As will be understood from the experimental results, by selectively changing the size of the air passage 11, which is defined by the amount of air passing through the air passage, the writing instrument having an air passage that falls within the ranges was still usable after it was kept for a long period of time with its writing point exposed to the atmosphere. The writing point and the other ink feeding elements were not dried but remained wetted, and the instrument provided a desirable writing without any thinned ink.
A modified structure of the end plug 10 incorporating an air passage will be described with reference to FIGS. 2 and 3. In this embodiment of the invention, the end plug 10 tightly press-fitted in the rear end of the cartridge body 1 consists of an inner rod member 12 and an outer cylindrical member 13.
The inner rod member 12 has a body portion 14 having a circular cross section and an elongated rod portion 15 integrally formed with the body portion 14. The elongated rod portion 15 has a flattened portion 16 along the length of the rod portion 15. The outer cylindrical member 13 has a front portion 17 press-fitted into the cartridge body 1 and a rear portion 18 which has an inner diameter substantially equal to the maximum diameter of the elongated rod portion 15 of the inner rod member 12. The inner rod member 12 is inserted into the outer cylindrical member 13 to form a straight-lined air passage 11 which is communicated with the ink reservoir 2 through an air space 19 defined between the body portion 14 and the front portion 17 and a slit 20 in the outer cylindrical member 13. As illustrated in FIG. 2, the air space 19 is curved or fluted by shoulders 13a, 13b so as to prevent ink impregnated in the filler or ink reservoir 2 from running directly to the air passage 11 when a shock is given to the cartridge. The air passage 11 is formed to satisfy the condition that when a difference of atmospheric pressure between the inside and the outside of the cartridge is 0.02 atm., the amount of air passing through the air passage 11 is 0.02-1 cc/second.
In the embodiment of FIGS. 2 and 3, the air passage 11 is provided by forming a flattened portion 16 on the elongated rod portion 15 of the inner rod member 12. Alternatively, the air passage 11 may be provided by forming a groove on the inner surface of the outer cylindrical member 13, into which the inner rod member having a circular cross section is inserted.
FIG. 4 shows another embodiment of the invention, in which an air passage 21 is formed in a curved or spiral configuration. The spiral air passage 21 is formed by simply providing a spiral groove 26 on the elongated rod portion 15 of the inner rod member 12. Alternatively, the spiral air passage can be made by simply forming a spiral groove on inner surface of the rear portion 18 of the outer cylinder member 13. The elongated rod portion 15 of the inner rod member 12 is press-fitted into the rear portion 18 of the outer cylindrical member 13.

Data items
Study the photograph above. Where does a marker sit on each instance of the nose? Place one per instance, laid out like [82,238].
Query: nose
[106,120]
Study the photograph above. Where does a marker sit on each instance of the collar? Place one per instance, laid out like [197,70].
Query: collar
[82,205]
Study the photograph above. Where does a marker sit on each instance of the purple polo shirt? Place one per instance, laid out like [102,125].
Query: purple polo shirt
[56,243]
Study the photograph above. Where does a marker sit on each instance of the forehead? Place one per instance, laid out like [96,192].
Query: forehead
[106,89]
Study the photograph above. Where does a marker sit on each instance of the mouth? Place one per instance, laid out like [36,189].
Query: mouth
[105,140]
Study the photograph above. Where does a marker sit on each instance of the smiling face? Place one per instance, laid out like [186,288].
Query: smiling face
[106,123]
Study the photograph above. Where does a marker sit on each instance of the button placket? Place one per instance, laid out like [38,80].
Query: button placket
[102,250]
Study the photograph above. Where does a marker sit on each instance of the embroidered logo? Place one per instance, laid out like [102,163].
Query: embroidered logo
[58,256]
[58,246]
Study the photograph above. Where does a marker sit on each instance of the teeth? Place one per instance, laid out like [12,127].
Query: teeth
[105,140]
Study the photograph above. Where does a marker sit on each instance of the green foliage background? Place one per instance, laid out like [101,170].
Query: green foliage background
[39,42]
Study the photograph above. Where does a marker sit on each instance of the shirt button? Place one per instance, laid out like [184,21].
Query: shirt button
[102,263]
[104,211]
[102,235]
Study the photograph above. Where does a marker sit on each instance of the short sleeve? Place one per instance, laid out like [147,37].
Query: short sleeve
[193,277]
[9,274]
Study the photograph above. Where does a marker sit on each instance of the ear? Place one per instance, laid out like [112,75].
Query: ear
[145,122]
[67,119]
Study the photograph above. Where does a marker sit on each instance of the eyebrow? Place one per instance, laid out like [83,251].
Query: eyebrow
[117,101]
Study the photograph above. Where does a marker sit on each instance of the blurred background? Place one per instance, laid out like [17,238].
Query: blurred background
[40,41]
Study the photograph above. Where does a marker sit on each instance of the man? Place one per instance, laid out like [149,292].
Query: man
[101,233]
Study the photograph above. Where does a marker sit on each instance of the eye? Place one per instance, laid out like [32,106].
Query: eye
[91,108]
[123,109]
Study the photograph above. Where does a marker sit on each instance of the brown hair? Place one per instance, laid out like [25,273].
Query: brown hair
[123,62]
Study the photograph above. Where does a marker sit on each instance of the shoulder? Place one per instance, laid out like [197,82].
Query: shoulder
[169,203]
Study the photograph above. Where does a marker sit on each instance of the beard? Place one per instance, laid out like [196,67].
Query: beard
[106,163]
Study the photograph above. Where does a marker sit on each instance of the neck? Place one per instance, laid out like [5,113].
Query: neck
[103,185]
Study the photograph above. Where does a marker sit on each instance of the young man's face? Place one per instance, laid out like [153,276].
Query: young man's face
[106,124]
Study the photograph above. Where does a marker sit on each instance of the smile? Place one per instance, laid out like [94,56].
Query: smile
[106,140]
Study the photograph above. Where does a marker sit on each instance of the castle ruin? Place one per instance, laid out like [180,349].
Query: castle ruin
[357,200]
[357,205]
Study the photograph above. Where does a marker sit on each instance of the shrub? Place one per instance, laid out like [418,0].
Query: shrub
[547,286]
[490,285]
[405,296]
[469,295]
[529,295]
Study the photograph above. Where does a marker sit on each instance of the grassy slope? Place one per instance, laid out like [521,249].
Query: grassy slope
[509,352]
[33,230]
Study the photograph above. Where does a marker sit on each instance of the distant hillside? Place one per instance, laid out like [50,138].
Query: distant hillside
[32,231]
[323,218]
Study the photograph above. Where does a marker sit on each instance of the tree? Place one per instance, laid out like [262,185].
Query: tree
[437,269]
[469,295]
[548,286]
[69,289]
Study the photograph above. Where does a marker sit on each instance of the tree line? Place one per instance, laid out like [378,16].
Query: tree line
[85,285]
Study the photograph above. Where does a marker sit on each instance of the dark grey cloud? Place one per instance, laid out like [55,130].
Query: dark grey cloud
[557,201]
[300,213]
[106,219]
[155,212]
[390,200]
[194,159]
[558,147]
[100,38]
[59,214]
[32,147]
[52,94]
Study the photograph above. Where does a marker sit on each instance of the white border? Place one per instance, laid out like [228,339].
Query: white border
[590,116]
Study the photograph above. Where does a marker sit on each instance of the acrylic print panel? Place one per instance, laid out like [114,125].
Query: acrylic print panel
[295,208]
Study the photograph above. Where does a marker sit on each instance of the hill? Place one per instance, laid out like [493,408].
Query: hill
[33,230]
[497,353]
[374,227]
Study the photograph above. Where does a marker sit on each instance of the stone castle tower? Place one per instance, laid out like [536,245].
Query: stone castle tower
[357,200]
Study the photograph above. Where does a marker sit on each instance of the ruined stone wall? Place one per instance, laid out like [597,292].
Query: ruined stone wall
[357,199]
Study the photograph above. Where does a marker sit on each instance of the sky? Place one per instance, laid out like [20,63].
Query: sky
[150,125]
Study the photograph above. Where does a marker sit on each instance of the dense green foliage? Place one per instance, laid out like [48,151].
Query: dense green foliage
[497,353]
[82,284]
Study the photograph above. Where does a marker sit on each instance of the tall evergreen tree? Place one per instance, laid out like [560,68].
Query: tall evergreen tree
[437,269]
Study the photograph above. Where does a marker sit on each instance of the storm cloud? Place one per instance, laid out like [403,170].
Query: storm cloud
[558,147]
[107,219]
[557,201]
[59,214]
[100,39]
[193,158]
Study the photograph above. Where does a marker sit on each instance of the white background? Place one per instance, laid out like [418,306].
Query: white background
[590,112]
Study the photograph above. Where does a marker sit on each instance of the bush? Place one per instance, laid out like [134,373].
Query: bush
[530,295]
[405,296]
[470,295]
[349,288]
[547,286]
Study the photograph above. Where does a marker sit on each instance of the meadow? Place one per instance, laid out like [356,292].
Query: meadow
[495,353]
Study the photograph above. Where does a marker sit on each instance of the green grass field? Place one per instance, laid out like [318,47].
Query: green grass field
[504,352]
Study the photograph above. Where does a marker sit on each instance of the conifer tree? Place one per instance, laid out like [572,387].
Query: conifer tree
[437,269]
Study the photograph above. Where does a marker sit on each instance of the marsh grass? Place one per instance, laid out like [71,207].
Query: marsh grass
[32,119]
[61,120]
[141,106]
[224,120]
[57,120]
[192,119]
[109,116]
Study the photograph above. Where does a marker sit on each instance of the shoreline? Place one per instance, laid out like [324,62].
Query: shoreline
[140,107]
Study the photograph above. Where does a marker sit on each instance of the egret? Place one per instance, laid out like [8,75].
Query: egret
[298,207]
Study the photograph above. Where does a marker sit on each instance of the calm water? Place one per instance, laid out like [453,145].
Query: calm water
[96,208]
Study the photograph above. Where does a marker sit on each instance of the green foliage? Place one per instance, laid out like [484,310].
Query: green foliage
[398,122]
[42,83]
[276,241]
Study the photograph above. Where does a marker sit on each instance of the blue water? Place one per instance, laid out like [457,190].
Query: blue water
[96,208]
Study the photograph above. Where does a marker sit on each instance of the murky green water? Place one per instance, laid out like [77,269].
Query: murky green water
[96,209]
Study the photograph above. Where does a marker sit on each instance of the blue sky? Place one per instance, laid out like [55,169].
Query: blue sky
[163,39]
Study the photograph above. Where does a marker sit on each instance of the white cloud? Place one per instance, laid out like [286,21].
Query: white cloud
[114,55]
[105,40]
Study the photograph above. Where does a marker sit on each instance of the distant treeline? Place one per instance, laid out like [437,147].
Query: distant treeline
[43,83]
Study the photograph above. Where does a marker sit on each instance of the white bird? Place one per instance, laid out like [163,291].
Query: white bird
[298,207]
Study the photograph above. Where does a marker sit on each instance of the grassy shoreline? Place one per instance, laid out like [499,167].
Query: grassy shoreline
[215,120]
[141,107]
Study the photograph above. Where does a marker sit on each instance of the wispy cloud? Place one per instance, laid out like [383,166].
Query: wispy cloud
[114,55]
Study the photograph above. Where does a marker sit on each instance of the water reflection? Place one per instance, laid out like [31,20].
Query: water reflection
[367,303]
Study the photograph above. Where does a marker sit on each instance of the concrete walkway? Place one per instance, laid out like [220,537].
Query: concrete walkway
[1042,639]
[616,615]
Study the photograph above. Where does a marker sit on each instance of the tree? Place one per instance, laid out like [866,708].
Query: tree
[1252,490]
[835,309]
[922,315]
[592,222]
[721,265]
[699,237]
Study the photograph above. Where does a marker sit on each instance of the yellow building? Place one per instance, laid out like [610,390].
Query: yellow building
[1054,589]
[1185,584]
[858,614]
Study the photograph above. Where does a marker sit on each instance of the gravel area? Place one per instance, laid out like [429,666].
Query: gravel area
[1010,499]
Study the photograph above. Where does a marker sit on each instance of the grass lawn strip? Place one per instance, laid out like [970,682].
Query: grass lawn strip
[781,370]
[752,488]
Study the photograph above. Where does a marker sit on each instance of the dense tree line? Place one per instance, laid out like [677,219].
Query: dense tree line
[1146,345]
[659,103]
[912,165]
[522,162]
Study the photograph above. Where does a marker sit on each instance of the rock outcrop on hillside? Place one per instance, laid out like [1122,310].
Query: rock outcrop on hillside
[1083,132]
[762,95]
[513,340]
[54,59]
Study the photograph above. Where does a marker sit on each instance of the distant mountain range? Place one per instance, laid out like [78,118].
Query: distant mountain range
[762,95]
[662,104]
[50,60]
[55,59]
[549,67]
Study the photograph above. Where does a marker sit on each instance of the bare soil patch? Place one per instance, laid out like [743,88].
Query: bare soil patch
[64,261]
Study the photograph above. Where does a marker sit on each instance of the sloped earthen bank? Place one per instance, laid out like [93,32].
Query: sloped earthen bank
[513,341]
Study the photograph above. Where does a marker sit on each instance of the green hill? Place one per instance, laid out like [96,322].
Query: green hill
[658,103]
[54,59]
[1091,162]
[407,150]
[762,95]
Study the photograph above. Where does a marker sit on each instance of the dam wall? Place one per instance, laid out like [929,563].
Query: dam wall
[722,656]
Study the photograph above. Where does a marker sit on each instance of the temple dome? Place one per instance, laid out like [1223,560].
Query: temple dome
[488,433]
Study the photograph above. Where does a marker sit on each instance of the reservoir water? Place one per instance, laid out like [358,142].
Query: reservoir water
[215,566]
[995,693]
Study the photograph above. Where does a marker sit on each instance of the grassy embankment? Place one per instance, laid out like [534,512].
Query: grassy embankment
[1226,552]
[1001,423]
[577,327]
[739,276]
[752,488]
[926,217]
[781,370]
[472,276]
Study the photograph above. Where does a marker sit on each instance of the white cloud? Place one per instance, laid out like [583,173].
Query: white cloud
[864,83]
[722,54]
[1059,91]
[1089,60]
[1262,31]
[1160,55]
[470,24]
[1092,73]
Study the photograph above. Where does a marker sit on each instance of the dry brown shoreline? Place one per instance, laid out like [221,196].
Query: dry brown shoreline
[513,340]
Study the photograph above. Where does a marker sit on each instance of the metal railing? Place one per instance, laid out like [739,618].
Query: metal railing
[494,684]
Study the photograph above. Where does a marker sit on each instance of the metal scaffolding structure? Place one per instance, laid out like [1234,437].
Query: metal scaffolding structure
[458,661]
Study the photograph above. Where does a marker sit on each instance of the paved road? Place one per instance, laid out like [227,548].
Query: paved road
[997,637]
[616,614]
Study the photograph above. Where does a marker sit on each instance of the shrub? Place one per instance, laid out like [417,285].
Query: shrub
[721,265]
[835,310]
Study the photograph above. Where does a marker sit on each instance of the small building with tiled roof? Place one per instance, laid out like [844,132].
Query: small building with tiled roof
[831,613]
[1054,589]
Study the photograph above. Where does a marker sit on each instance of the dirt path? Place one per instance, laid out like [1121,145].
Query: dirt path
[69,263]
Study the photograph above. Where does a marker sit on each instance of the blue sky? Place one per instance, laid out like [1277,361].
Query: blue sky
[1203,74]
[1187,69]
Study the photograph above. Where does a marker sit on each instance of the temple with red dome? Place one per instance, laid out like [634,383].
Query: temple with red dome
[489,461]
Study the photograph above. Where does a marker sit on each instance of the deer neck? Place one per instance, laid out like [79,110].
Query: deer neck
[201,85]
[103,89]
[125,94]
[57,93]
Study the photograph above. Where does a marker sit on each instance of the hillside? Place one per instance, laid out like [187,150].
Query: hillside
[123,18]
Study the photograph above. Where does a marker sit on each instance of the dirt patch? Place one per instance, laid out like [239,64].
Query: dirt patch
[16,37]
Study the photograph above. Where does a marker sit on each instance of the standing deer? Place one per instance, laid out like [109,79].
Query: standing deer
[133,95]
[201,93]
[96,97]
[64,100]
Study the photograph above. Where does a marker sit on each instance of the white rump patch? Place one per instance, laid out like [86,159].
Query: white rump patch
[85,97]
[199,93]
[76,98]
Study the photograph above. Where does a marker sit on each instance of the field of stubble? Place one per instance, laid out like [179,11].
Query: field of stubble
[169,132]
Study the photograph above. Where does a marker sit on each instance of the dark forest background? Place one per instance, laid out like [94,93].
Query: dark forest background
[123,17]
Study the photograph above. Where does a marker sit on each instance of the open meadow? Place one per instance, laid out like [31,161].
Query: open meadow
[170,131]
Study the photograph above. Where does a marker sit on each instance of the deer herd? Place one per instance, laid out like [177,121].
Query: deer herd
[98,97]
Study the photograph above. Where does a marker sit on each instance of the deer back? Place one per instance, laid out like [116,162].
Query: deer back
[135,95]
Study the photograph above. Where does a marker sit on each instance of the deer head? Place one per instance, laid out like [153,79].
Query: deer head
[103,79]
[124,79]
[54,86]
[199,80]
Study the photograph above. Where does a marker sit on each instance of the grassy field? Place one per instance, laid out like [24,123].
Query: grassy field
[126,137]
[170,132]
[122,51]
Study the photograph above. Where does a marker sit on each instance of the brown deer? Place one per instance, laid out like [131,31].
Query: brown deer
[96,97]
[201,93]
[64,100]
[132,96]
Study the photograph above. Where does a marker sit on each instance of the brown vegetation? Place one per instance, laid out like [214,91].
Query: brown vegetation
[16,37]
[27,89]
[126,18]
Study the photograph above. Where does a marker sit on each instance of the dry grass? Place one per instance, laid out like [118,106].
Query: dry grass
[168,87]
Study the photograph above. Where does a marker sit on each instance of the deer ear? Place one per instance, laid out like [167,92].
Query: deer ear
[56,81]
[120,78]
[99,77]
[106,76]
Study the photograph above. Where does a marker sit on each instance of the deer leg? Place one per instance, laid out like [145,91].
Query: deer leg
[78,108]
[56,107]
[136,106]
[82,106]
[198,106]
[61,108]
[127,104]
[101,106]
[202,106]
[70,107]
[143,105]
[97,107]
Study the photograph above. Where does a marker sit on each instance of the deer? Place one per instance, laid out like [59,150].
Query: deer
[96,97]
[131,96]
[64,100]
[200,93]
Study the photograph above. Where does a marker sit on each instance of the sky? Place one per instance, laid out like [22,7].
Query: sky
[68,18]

◆ WORK REQUIRED: Rewrite the passage from "As will be understood" up to and including "any thinned ink.", renaming "writing point" to "pen tip" each time it occurs.

◆ ANSWER FOR THE TASK:
As will be understood from the experimental results, by selectively changing the size of the air passage 11, which is defined by the amount of air passing through the air passage, the writing instrument having an air passage that falls within the ranges was still usable after it was kept for a long period of time with its pen tip exposed to the atmosphere. The pen tip and the other ink feeding elements were not dried but remained wetted, and the instrument provided a desirable writing without any thinned ink.